● Your task: Retype the rows word for word, starting with the line containing "form (283, 393)?" and continuing through the last line of the rows.

══════════════════════════════

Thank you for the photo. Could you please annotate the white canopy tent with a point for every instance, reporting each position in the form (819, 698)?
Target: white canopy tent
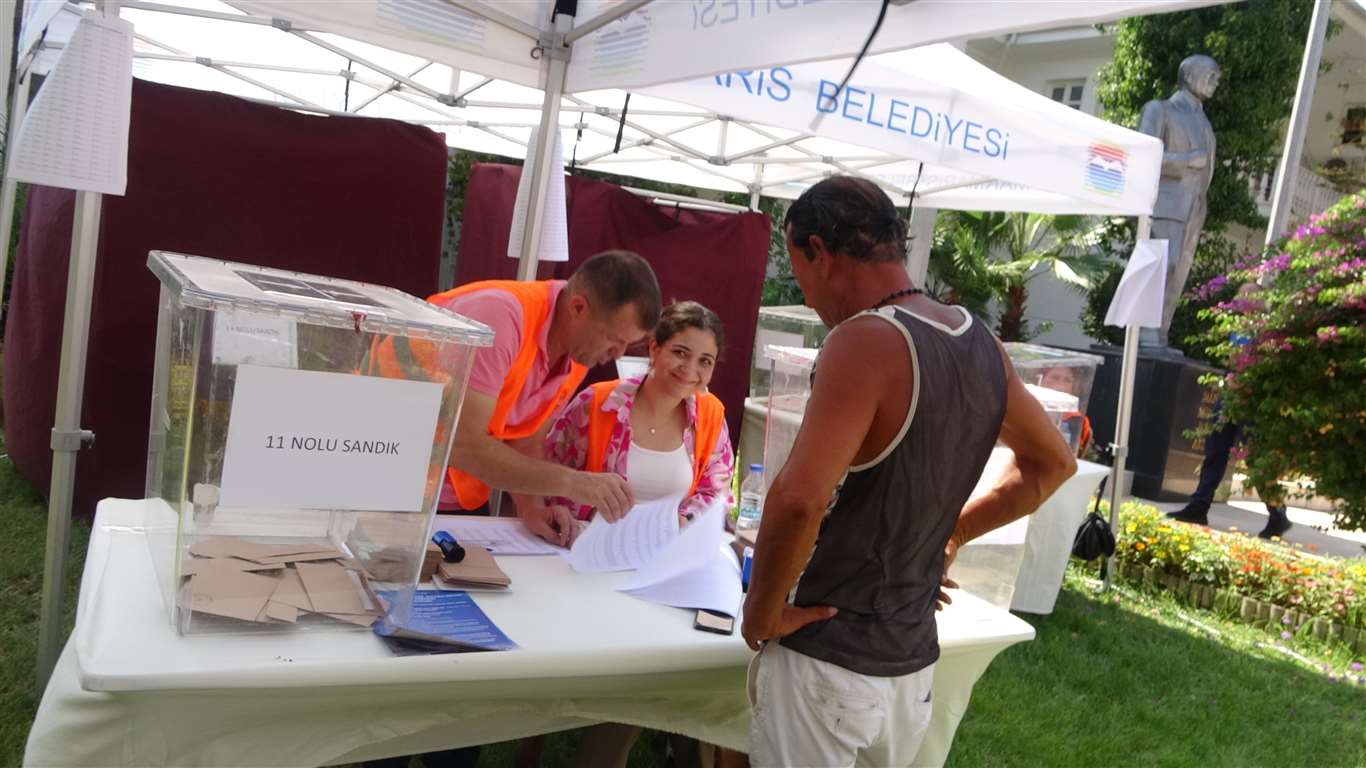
(1056, 160)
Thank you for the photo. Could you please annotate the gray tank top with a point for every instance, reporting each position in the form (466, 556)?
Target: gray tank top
(880, 551)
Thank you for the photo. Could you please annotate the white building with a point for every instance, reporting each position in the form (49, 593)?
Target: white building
(1066, 63)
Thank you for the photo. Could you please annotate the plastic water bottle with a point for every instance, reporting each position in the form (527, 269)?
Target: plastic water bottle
(751, 499)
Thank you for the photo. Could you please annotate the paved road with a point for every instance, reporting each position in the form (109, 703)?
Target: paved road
(1313, 530)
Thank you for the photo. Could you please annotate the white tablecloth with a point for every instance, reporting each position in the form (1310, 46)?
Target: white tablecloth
(127, 690)
(1051, 529)
(1049, 540)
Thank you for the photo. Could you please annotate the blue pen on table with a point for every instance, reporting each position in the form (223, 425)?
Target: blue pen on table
(451, 550)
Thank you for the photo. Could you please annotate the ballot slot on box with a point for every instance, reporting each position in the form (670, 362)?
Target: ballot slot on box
(299, 435)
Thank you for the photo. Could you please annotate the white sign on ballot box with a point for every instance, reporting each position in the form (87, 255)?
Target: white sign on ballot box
(328, 440)
(254, 339)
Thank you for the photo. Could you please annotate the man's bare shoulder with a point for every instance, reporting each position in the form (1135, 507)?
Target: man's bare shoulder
(859, 345)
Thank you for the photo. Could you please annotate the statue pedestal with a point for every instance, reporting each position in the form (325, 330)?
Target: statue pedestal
(1168, 401)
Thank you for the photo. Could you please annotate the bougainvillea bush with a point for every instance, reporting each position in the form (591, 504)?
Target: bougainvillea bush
(1294, 343)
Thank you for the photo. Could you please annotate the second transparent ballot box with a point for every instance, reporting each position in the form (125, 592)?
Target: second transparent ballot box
(1060, 380)
(299, 435)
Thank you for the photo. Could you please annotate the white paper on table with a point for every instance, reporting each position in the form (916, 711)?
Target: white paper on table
(630, 541)
(694, 570)
(75, 133)
(254, 339)
(1138, 299)
(502, 536)
(715, 585)
(555, 222)
(328, 440)
(685, 552)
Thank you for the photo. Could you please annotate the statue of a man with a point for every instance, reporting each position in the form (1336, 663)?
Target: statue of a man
(1187, 167)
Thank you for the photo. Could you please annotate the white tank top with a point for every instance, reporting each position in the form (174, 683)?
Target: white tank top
(657, 474)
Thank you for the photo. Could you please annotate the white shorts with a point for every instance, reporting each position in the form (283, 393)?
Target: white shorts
(810, 714)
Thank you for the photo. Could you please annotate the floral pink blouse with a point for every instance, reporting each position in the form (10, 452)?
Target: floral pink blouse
(568, 439)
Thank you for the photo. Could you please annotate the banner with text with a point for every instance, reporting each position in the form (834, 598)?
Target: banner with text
(671, 40)
(966, 123)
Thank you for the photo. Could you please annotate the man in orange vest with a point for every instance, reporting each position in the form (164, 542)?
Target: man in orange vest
(547, 335)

══════════════════════════════

● Result of the exercise:
Thank you for the photo. Could you please annotate the white shorts with a point for every instance, reporting each position in the form (283, 393)?
Target: white shorts
(810, 714)
Thank you for the photo. Could you please annotate the floral pink blouse with a point for every instance, reporting each position in the form (10, 452)?
Target: floral pink blouse
(568, 439)
Thank you for the photo. Could you please annotate the banner with text with a point for every instance, reporting each position in the form (834, 598)?
Target: banner with text
(671, 40)
(966, 123)
Thank you for the photo. Could you please annotate the man in orange vest with a point for every instance, reporting each position in the form (164, 542)?
Target: man in orange vest
(547, 335)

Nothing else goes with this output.